■ **Stated goal**:
Pull every line from the data below and reproduce each one word for word, omitting the picture markers.

(Image point annotation data)
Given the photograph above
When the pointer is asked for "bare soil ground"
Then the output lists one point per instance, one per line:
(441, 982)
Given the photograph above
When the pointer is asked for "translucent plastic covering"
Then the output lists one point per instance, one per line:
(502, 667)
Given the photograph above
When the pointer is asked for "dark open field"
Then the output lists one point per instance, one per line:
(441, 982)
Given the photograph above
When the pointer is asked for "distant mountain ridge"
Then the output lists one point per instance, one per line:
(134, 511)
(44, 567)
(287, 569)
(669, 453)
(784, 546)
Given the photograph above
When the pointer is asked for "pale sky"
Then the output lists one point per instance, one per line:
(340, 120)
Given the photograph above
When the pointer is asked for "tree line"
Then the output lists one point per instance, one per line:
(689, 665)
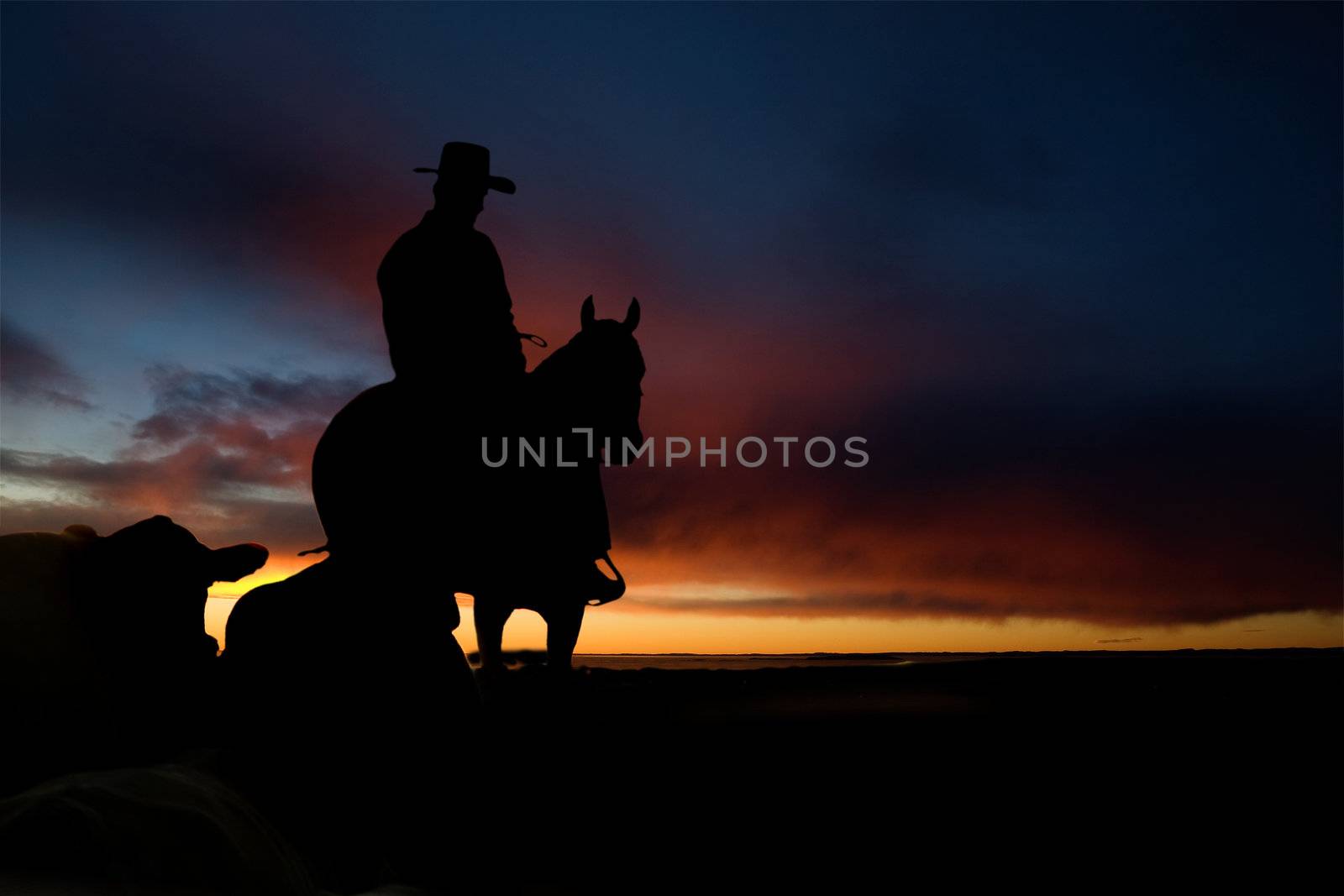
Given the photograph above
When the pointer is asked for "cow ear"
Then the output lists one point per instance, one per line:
(237, 562)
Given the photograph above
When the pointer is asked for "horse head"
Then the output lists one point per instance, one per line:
(593, 380)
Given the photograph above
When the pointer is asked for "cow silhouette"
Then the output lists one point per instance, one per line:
(104, 652)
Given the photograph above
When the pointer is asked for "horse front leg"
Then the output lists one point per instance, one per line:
(562, 634)
(490, 616)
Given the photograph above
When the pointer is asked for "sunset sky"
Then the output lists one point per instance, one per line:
(1073, 270)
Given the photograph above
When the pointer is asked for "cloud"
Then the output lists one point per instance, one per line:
(31, 371)
(226, 454)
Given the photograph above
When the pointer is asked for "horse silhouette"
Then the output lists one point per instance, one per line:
(393, 477)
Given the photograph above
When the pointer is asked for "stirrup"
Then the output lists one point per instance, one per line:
(608, 590)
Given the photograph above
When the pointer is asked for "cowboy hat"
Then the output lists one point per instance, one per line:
(468, 163)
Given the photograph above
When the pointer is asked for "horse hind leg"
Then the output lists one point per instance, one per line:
(562, 634)
(490, 617)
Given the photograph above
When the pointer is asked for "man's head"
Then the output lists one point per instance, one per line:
(464, 176)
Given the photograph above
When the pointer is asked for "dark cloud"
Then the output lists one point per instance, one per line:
(228, 454)
(31, 371)
(235, 405)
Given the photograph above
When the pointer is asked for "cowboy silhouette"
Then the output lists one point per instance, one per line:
(456, 352)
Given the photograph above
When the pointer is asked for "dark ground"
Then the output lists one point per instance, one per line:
(1014, 770)
(1037, 772)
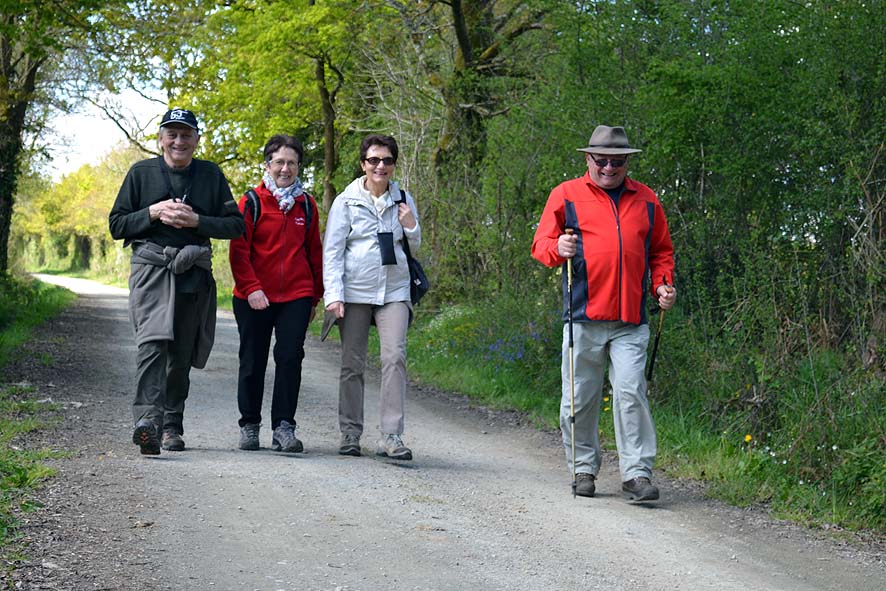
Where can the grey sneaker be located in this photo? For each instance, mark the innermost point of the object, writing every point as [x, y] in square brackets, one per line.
[391, 445]
[584, 484]
[172, 441]
[249, 436]
[639, 489]
[145, 437]
[285, 439]
[350, 445]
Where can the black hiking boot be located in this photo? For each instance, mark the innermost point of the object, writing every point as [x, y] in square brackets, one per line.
[145, 437]
[639, 489]
[172, 441]
[584, 484]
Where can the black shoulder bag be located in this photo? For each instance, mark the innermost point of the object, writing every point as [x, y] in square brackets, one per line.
[418, 281]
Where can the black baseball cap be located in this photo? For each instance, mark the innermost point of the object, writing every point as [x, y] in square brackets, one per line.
[182, 116]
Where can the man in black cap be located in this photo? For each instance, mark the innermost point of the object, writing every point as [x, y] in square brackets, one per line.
[167, 209]
[614, 230]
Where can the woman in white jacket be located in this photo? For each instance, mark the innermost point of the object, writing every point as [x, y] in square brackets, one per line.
[366, 280]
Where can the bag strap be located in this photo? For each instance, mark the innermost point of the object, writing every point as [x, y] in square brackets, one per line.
[404, 241]
[253, 204]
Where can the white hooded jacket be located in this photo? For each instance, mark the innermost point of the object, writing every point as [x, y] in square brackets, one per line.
[352, 269]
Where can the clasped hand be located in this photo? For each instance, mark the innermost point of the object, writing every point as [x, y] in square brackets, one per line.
[173, 212]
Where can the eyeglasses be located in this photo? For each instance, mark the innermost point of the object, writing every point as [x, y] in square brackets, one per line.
[374, 160]
[279, 163]
[603, 162]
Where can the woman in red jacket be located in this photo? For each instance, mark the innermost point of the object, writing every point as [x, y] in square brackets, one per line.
[278, 280]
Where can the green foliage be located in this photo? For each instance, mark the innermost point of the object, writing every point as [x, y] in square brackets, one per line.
[23, 304]
[762, 129]
[498, 352]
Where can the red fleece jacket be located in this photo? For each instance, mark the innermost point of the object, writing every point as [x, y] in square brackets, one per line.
[272, 256]
[619, 248]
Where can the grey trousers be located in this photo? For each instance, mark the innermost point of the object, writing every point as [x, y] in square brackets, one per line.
[621, 347]
[391, 320]
[163, 370]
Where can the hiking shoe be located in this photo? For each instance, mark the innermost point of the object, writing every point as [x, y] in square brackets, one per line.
[145, 436]
[391, 445]
[639, 489]
[249, 436]
[350, 445]
[584, 484]
[285, 439]
[172, 441]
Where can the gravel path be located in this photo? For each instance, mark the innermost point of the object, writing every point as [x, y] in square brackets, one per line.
[486, 504]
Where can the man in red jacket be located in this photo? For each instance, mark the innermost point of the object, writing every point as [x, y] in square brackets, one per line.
[621, 251]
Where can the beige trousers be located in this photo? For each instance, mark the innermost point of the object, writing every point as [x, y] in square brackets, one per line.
[391, 320]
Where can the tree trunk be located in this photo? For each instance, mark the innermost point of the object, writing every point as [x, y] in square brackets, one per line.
[18, 79]
[329, 151]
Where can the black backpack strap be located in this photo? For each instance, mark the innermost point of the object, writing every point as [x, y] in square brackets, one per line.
[309, 213]
[253, 204]
[404, 241]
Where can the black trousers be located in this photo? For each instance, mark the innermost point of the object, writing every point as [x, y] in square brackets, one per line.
[288, 321]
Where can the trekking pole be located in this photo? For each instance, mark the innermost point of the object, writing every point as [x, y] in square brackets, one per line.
[571, 364]
[657, 337]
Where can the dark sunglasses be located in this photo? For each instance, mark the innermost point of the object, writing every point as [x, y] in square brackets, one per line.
[374, 160]
[602, 162]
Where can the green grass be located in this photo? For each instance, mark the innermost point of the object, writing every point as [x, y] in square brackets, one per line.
[803, 436]
[812, 449]
[24, 304]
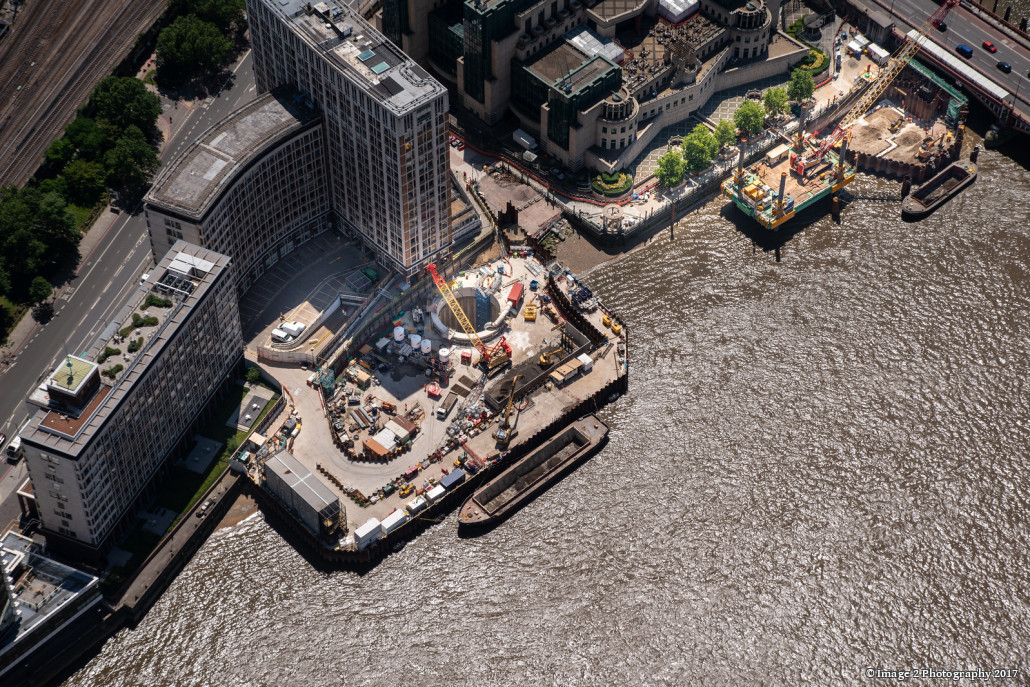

■ **Final result**:
Given the photograph above
When the pointer is asked for "bare soil ground"
Then the output lists one point per instance, one per line:
(441, 982)
Given the photograph above
When the pointer is asked for "translucent plastic covering"
Then the output lists one point per instance, one per line:
(502, 667)
Given the photograph above
When the pointer is asked for "dark open field"
Then the output lists one point per instance, one per line:
(441, 982)
Given the photograph above
When the pointer is asked for "distant mountain ridge"
Then the output lists one point per instance, one per line:
(134, 511)
(44, 567)
(287, 569)
(669, 453)
(784, 546)
Given the photograph above
When the pointer is asked for "pale sky"
Then the output lists one point per instance, one per line:
(340, 120)
Given the photograph above
When the pointer is asked for "tree line"
Then the output lists one point per instance, one per line:
(689, 665)
Given the photograph above
When the pointer is asked for "cow ear"
Then the output lists one point per instance, one per line:
(237, 562)
Given the photograph above
When the pointer is asked for "horse head"
Then the output lists one point per instance, one per line:
(593, 380)
Given the photograph above
When the pointer is asked for "cow silhouette"
Then the output lists one point per instance, one per line:
(104, 652)
Given the photograph above
When the pointer is asked for "horse front leg"
Then the output lists one point per instance, one per line:
(562, 634)
(490, 616)
Given the photograph above
When the pointer is asked for "sunset sky"
Then the output lists one point per instance, one per line:
(1073, 270)
Given the photograph above
When the pointer is asked for "cloud"
Then the output lists one point per instance, one per line:
(31, 371)
(226, 454)
Given the photograph above
When the pointer is asked for "horse silhouette"
Then the output lists one point per instance, one per line:
(393, 477)
Given the photograph above
When the pointer is asked for "stirrup"
Then the output lists one point per instance, one per line:
(608, 590)
Given the photograph above
When the pointer is asked for "cowboy hat"
Then the output lists one point per instance, one per line:
(468, 163)
Given the photograph above
When the pointer is asked for "horse hind leg"
Then the output lists one point per instance, one per line:
(562, 634)
(490, 617)
Given the photograph above
When the pointer is asked for "man's head"
Then the output lists one point per instance, one per line:
(464, 176)
Given the photograph above
When the pointer is asked for "dark cloud"
Then the output lists one point per instance, one per line:
(228, 454)
(31, 371)
(235, 405)
Given the photograph above
When the pointer is asked for "cowboy silhouette"
Then the output lists one point per instance, one per line:
(456, 352)
Given the photograph above
When the pointer is asked for "dark ground"
Then the output lists one point per instance, one per line:
(1014, 770)
(1037, 772)
Where can the grey sneaker be located in this photo? For each instance, mark the innermost point of the object, writing every point as [x, y] in square brackets, one per line.
[391, 445]
[584, 484]
[172, 441]
[249, 436]
[639, 489]
[145, 437]
[285, 439]
[350, 445]
Where can the black hiking boot be located in this photo? For each instance, mark the innermost point of the object, writing every point as [x, y] in square brackets, one per line.
[145, 437]
[639, 489]
[172, 441]
[584, 484]
Where can the black shoulder bag be located in this photo? For each instance, mark the innermost point of the object, writing every point as [x, y] in square brackets, one per line.
[418, 281]
Where can the black baseball cap be located in this photo? For each instance, mark the innermost point of the object, writing every point as [x, y] in square brackets, one per line.
[182, 116]
Where can the man in black cap be located in this photo? For each instance, mark the innermost point of the object, writing every point as [x, y] in square brackets, one per line.
[167, 209]
[614, 230]
Where can the woman in white jacket be located in this photo? For each instance, mark the innermost point of the object, writing every point as [x, y] in square brackets, one per line.
[366, 280]
Where can the bag strap be located in this photo? For each instance, mark the innermost point of the object, writing every point as [x, y] in square brackets, one per line.
[404, 241]
[253, 204]
Where can the white hooded jacket be located in this photo? For each instance, mark the innermost point of the object, writing every point as [x, y] in square brackets, one per line.
[352, 269]
Where can the clasped hand be located in this photo? For each instance, mark the innermost point of the object, writing every point as [x, y] in square brackets, one per line.
[173, 212]
Where can the eyeglasses be located in this photo? For each instance, mark the innermost point of the object, writing every point as [x, y] in square brackets, one per line.
[374, 160]
[279, 163]
[603, 162]
Where can the woman in red jacket be located in this photo? For each instance, mark the innermost point of the object, writing every point as [x, y] in square brackets, one per line.
[278, 280]
Where can the green foliage be located in this photo? For each instance, mark the innermost point of the object, writing every point as [x, y] in square brackets, one per line.
[23, 304]
[762, 129]
[498, 352]
Where can the red fleece jacket be located in this photo? For each instance, mark the innermost point of the object, writing every point as [x, y] in square brackets, one per line.
[272, 256]
[619, 248]
Where can the grey trousers be located in this photo? For each instance, mark the innermost point of the object, writing every point as [x, y] in square brackets, one per line.
[621, 347]
[391, 320]
[163, 370]
Where can the hiking shoe be located in this photo? For each instance, mark the innermost point of the object, writing every point as [x, y] in square brackets, one per line.
[145, 436]
[391, 445]
[639, 489]
[249, 436]
[350, 445]
[584, 484]
[285, 439]
[172, 441]
Where can the gravel path be located in this photo? For each instance, mark the innermost point of the object, writing every point as [x, y] in square brackets, one per line.
[486, 504]
Where can the man in red jacket be located in this photo? For each instance, mark the innermost point of the object, writing every point as [x, y] in square brackets, one per line.
[621, 251]
Where can the beige trousers be located in this photo? For each instance, mark the innermost point of the object, writing every point as [x, y] in square brackets, one per line.
[391, 320]
Where can the tree trunk be located in this photo? For each instance, mark the innermost point of the object, writing every point as [x, y] in square brackets, one per line.
[18, 79]
[329, 151]
Where can the black backpack strap be located in this photo? For each instance, mark the innermost point of the object, writing every point as [x, y] in square brackets, one per line.
[309, 213]
[253, 204]
[404, 241]
Where can the black trousers be located in this photo? For each instance, mark the innermost point of the object, writing every point as [x, y] in square brackets, one per line.
[288, 321]
Where can the trekking pole be located in this photo? For each instance, mark the innermost point of the object, writing every point as [x, y] in square brackets, one per line.
[571, 364]
[657, 337]
Where can the dark sunglasses be located in this photo? For each instance, mark the innermost point of the object, writing every point as [x, y] in square brackets, one per line.
[374, 160]
[602, 162]
Where can the green grass be located in this photo? For each instance, mark the innermost point of the object, writing every point as [x, y] in square brackets, one per line.
[803, 436]
[812, 449]
[24, 304]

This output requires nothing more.